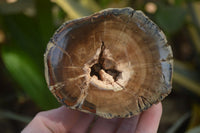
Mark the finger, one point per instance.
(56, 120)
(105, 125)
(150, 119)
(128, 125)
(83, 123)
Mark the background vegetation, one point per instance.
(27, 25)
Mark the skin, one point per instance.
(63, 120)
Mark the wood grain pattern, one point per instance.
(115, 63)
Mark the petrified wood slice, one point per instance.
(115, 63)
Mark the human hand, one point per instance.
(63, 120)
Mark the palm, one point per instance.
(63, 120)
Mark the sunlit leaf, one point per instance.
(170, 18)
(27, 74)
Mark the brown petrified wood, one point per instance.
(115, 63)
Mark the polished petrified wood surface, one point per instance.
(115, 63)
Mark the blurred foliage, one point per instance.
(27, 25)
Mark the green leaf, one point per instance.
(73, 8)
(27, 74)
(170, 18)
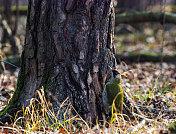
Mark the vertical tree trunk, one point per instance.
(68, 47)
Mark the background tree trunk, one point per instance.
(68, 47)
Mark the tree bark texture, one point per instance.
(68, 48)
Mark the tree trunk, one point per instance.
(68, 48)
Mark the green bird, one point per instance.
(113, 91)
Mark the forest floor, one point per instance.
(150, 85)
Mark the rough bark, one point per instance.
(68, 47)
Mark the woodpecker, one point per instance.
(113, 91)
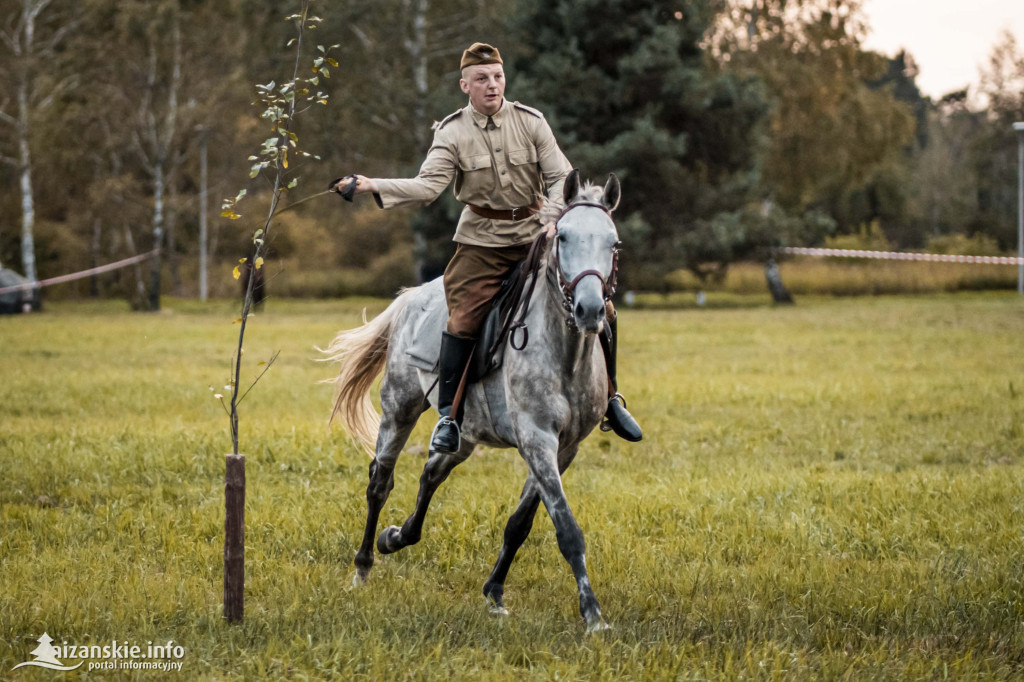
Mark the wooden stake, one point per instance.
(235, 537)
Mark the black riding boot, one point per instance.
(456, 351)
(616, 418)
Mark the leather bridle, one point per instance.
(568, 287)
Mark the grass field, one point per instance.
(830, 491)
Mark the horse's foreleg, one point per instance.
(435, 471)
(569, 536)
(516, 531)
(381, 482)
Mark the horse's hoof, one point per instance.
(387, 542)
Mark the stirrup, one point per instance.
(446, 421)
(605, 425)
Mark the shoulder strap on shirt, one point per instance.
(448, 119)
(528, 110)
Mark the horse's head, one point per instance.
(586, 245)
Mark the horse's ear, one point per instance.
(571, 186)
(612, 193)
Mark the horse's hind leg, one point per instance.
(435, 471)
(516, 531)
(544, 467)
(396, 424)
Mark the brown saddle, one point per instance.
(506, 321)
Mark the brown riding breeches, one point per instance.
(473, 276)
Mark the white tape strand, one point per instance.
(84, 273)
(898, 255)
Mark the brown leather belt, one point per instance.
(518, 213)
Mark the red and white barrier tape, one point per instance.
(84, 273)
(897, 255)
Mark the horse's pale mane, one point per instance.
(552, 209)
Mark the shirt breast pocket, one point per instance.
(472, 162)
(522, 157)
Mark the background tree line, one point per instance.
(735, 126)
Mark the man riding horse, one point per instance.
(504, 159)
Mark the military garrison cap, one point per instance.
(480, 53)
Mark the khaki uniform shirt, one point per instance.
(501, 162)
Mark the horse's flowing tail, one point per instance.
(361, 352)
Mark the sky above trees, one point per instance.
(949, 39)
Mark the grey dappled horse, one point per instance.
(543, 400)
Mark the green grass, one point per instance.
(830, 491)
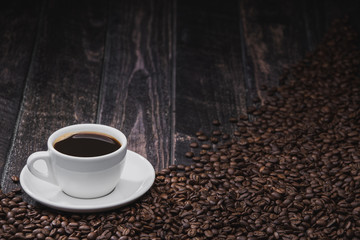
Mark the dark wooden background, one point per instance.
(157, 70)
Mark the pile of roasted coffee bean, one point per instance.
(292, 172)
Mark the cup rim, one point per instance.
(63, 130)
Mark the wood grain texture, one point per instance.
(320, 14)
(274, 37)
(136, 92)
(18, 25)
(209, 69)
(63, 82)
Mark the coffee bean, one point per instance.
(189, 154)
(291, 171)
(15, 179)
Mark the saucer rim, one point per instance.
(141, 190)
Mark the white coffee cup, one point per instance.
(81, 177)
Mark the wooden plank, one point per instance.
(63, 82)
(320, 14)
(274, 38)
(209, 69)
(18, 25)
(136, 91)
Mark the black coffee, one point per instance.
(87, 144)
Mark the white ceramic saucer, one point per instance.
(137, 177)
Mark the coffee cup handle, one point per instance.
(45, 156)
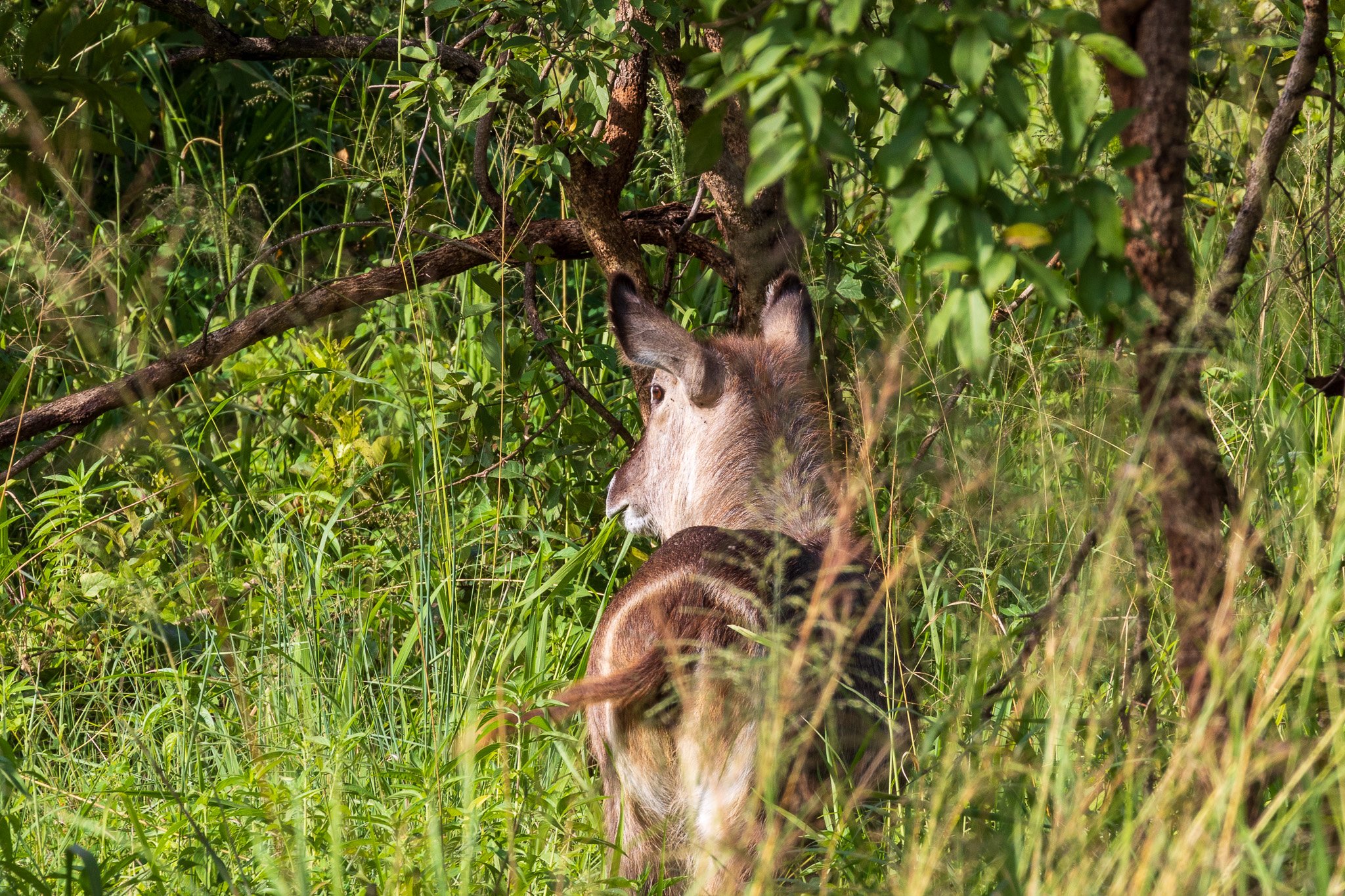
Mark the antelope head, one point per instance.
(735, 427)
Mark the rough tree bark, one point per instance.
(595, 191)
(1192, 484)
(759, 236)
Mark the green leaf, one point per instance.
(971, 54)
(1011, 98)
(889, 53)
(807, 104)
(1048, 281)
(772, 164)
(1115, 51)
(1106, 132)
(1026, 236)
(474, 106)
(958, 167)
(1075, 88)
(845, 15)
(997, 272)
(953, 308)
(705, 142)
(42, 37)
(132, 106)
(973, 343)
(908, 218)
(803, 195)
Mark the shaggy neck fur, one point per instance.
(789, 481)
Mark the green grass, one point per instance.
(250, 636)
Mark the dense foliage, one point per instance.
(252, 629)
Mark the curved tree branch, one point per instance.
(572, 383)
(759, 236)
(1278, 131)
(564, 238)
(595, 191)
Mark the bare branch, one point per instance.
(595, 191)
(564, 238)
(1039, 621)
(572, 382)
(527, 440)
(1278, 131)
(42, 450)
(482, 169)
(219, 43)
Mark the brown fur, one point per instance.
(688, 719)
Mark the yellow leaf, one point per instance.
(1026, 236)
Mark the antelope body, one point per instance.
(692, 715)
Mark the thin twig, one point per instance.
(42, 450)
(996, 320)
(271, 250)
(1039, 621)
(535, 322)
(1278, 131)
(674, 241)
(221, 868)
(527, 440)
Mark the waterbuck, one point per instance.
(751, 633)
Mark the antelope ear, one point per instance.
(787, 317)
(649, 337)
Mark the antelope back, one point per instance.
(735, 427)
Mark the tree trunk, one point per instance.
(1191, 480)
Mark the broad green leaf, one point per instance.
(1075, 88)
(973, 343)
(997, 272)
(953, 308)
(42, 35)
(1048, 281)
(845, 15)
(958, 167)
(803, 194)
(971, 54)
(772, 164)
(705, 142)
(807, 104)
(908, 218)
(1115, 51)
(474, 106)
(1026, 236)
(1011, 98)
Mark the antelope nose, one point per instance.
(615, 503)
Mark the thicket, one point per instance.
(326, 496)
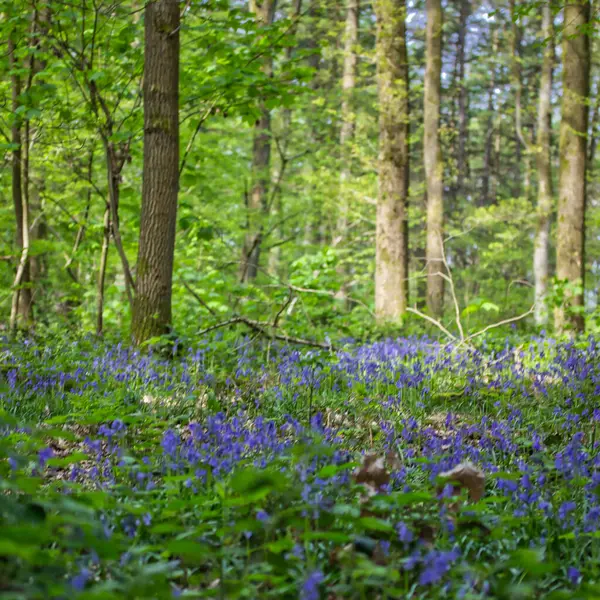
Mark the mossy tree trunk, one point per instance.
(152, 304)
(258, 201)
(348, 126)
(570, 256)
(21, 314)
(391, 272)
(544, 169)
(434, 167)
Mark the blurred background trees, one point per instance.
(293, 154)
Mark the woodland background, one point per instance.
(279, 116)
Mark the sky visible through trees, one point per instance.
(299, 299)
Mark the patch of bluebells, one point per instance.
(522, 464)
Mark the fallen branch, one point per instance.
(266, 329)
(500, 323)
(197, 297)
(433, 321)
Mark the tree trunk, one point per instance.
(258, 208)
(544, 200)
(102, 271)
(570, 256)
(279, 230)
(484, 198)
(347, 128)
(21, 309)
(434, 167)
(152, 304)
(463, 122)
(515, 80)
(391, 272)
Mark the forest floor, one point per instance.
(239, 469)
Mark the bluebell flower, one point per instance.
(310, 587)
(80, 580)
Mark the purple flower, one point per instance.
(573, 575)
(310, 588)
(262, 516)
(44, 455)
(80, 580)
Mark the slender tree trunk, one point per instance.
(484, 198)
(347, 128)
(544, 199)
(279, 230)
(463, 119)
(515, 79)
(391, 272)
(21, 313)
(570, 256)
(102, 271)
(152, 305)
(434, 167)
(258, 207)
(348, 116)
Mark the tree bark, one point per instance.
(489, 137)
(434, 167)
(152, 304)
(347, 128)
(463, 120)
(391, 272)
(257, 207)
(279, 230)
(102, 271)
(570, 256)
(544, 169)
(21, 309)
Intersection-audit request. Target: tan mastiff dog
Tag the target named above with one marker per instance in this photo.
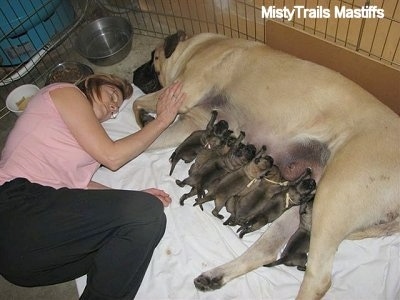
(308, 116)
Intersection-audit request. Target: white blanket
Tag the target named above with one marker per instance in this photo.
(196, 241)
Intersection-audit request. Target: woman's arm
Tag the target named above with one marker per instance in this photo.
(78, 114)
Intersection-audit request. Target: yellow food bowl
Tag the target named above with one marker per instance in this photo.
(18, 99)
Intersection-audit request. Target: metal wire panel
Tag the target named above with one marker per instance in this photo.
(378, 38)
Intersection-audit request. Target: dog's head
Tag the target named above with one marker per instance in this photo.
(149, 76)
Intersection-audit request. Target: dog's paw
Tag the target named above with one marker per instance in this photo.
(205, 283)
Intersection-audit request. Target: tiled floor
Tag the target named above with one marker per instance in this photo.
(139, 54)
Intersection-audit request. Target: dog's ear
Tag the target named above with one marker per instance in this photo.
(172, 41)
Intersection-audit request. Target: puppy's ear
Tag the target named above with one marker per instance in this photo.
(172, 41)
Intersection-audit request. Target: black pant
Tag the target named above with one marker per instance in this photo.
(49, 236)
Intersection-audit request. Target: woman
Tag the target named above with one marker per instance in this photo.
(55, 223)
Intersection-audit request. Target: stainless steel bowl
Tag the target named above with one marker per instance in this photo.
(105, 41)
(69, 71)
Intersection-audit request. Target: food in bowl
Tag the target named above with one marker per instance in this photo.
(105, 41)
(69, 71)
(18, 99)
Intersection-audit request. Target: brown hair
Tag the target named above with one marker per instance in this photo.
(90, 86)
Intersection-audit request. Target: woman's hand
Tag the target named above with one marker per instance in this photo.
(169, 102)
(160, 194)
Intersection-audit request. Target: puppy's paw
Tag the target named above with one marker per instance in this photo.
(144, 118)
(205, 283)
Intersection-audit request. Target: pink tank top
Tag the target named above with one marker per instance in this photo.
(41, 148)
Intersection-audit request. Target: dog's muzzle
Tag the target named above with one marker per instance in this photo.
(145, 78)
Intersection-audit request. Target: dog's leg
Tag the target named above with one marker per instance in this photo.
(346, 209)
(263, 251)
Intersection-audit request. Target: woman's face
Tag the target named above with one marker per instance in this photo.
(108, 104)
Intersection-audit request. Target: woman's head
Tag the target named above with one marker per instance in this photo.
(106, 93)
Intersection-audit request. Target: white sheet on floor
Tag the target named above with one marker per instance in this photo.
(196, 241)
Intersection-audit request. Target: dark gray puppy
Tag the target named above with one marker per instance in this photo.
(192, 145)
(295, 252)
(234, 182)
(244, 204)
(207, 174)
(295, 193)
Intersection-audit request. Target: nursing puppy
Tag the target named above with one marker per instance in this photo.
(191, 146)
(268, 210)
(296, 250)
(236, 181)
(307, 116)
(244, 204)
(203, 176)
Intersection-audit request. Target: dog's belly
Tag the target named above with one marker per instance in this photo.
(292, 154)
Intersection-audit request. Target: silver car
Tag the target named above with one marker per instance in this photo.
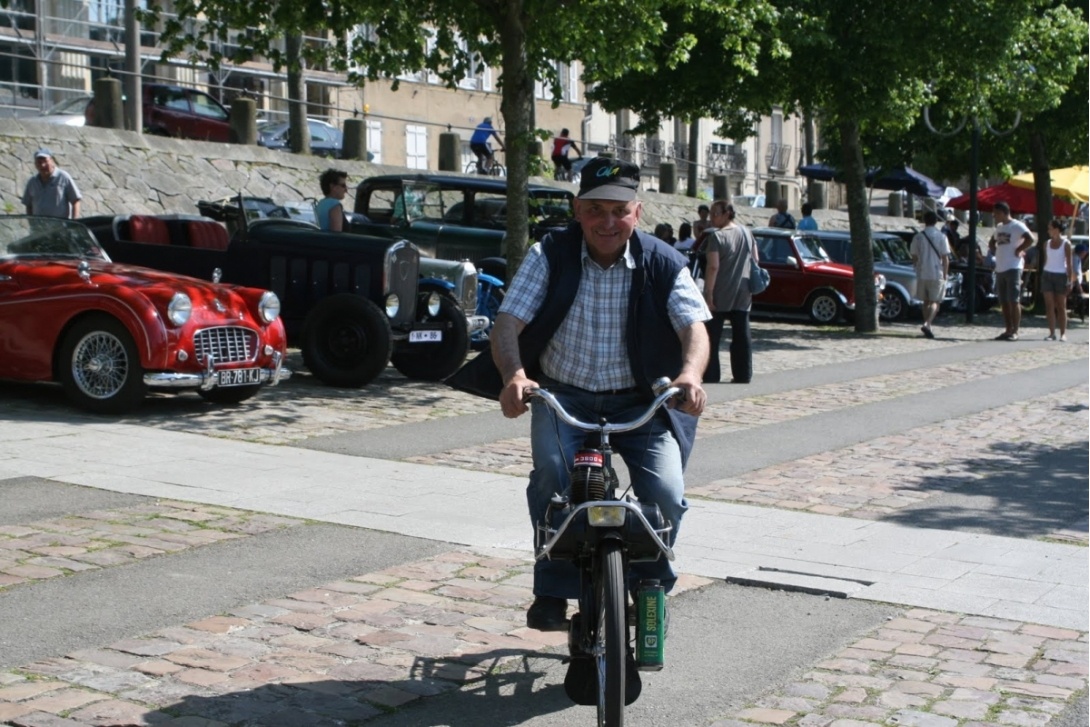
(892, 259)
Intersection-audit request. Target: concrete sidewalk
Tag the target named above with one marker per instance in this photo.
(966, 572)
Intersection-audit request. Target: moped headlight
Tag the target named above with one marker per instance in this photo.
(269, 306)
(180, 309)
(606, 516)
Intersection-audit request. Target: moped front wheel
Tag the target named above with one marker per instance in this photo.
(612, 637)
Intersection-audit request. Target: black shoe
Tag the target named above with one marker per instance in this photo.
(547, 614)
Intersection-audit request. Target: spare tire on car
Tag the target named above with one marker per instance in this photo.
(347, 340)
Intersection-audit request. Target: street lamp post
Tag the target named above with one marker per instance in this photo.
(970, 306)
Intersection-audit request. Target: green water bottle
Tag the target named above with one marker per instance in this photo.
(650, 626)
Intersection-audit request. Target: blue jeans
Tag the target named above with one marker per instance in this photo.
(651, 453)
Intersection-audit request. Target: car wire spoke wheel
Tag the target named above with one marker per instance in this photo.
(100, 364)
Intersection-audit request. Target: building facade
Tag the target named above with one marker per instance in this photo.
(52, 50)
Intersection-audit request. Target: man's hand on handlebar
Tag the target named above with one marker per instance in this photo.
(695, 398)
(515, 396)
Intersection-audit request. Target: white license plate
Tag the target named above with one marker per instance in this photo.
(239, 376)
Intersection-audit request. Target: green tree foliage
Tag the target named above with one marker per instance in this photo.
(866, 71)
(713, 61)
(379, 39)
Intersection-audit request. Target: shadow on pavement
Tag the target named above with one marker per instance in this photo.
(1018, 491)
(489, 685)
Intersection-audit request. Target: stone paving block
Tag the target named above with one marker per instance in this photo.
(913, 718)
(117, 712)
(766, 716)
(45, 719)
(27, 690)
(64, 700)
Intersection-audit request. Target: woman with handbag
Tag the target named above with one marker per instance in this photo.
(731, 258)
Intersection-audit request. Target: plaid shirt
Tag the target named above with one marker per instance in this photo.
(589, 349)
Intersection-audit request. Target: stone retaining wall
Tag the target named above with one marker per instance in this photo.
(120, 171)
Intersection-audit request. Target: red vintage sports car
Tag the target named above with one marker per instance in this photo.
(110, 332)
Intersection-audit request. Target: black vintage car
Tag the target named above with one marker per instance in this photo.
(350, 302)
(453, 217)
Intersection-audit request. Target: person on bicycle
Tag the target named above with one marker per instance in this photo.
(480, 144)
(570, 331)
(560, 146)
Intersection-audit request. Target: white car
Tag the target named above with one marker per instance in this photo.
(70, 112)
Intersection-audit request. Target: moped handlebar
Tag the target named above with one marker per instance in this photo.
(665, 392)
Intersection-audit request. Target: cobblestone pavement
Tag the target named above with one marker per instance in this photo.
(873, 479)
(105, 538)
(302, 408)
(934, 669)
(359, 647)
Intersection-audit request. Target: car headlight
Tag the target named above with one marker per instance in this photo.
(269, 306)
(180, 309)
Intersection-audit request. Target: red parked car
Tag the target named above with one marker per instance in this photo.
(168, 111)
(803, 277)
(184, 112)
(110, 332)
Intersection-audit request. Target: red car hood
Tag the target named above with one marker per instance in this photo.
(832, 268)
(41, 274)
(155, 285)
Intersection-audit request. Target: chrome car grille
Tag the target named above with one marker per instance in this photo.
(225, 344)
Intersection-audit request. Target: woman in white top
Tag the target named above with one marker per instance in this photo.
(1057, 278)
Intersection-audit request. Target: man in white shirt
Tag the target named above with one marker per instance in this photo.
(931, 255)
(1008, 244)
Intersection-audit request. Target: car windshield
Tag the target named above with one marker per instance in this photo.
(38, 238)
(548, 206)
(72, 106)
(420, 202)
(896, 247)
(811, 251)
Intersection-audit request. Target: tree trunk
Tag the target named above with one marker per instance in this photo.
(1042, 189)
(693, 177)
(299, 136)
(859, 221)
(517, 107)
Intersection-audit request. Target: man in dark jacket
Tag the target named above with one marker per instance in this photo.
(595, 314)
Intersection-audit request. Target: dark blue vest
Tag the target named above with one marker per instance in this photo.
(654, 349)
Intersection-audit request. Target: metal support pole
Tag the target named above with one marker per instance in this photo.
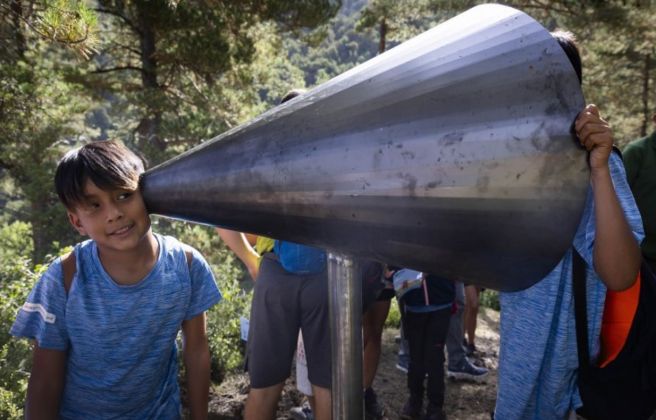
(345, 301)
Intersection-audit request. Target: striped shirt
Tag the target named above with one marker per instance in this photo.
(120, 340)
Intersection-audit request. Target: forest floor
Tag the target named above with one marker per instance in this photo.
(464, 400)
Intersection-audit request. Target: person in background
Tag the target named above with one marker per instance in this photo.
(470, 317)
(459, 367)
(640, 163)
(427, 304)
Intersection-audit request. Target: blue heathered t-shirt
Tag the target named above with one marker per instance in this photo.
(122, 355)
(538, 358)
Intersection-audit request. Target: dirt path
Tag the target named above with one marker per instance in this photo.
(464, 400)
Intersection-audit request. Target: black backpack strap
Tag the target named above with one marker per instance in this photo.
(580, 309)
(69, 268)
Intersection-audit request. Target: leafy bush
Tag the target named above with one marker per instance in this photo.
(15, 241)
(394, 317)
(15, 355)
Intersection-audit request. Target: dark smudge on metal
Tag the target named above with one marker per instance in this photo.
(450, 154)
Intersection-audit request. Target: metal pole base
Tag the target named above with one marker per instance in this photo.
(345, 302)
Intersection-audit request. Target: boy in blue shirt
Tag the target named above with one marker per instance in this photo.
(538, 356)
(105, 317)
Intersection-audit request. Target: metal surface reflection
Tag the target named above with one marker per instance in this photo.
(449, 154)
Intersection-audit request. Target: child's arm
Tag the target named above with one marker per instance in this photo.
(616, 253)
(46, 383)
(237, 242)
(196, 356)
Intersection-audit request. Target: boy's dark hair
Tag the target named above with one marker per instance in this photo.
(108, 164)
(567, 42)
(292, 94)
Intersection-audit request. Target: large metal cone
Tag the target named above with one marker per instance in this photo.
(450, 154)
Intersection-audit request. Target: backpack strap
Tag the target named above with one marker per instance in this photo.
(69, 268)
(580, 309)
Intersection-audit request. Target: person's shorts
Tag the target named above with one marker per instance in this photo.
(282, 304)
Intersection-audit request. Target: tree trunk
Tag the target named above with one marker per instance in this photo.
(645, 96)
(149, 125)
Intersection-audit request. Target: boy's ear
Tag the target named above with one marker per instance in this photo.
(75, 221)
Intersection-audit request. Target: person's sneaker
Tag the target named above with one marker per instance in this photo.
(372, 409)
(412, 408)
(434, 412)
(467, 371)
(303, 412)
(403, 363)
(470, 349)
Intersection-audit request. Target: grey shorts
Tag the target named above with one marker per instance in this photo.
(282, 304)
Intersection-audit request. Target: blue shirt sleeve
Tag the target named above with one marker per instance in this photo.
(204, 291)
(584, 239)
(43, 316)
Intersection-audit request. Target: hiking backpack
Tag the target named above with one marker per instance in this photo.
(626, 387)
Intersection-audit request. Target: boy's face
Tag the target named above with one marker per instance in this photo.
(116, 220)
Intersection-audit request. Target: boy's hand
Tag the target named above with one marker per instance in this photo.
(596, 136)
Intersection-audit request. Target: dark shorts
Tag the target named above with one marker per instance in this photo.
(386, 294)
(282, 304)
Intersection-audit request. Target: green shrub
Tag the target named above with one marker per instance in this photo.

------------------------------------------------

▶ Problem statement:
Repeat the lines from the one containing "Intersection-audit request. Target: large" through the end of the listing, exactly and without any other lines; both ends are included.

▶ Exercise solution:
Intersection-audit request. Target: large metal cone
Tag the target named above with one marker per instance in this photo.
(450, 154)
Intersection-audit request. Target: backpack strap
Tag the target named above with one marker per instance in this photo.
(69, 268)
(580, 309)
Intersection-audit request. Target: person's shorts
Tag the target named above with one marker per instance in this photo.
(282, 304)
Intersection-audit request. Target: tree trunk
Tag the target named above with one marker per instance in this photo.
(645, 96)
(149, 125)
Intersection-audit request. Target: boy's ear
Tag the target named above with one marker per instance in this photo.
(75, 221)
Intersection-audit request. Target: person's sneaker
Tag the target named above with one marker per instance in this photo.
(372, 409)
(412, 408)
(434, 412)
(467, 371)
(303, 412)
(403, 363)
(470, 349)
Intersection-audit request. Target: grey shorts
Tag the target named above with one marker per instance in this photo.
(282, 304)
Intersection-audit request. Target: blue shirt sleeve
Tag the target named above with one marker per instance in this photo.
(204, 291)
(584, 239)
(43, 316)
Intersection-audit request. Target: hiking backpack
Tag the target named above with one marker per instance in this photo.
(626, 387)
Intersection-audit request. Target: boy's face
Tag the target named above with one marker per instance in this photo.
(116, 220)
Intersection-audit request. Target: boy's hand
Tag the target named above with one marker per instance in this photo.
(596, 136)
Intersection-audit request. Target: dark shorts
Tag the target named above with one marker per instance in this photo.
(386, 294)
(282, 304)
Intersection-audit request. Target: green shrub
Tag the target named above with one marker per instance in this photo.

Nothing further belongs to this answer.